O que fazer: Reúna, copiando-as, todas as linhas abaixo em que aparece a palavra "person". Diferencie maiúsculas de minúsculas.

Material apresentado:
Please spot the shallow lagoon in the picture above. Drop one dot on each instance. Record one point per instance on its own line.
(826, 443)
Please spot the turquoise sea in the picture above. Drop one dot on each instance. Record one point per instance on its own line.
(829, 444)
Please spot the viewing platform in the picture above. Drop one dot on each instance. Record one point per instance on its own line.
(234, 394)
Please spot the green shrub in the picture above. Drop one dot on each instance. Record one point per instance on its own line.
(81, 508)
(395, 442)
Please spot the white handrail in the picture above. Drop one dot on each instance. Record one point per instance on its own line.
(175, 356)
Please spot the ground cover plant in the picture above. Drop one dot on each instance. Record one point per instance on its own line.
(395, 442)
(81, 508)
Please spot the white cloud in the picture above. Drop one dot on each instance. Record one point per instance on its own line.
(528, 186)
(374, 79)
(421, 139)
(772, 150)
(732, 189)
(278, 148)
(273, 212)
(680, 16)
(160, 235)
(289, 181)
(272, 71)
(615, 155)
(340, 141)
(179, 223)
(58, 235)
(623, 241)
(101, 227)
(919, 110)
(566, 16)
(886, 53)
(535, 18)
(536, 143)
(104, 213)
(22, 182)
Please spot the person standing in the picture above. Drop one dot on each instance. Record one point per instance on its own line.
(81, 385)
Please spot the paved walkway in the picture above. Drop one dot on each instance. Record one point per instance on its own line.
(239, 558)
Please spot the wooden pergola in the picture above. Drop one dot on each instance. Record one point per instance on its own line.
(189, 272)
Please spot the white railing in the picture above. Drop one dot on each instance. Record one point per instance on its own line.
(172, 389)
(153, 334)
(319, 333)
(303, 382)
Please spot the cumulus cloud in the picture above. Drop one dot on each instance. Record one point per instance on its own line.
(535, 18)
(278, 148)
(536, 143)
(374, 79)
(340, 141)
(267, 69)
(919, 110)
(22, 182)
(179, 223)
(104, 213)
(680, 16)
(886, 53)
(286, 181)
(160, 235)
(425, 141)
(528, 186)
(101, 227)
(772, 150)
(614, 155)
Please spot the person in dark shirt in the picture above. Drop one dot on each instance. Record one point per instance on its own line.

* * *

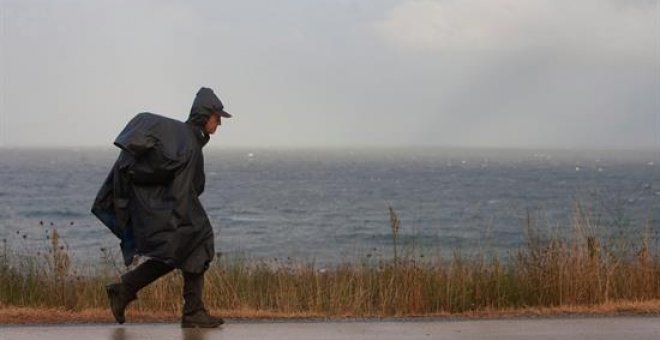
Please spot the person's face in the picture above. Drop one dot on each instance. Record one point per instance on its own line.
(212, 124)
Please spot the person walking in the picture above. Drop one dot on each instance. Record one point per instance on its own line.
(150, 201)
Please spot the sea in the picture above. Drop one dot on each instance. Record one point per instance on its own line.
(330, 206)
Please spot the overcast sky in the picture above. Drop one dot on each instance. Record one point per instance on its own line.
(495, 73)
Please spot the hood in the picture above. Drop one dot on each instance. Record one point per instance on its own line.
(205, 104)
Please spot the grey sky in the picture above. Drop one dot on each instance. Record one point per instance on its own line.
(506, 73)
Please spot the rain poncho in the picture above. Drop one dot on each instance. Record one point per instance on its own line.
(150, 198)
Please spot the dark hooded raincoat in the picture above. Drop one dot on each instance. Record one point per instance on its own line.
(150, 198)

Resultado obtido:
Please spot the person standing in the picture above. Drop one dot on each instance. Record one point per instance on its own line.
Please spot the person in dark shirt in the picture above. Drop one dot on each instance. Record one point per instance on its own line.
Please spot the person's face in the picture above. Drop one dot on each instance. Record one point per instance on its own line.
Please spot the person walking in the picture above. Drop one dot on each instance. Record one point per instance on its own line.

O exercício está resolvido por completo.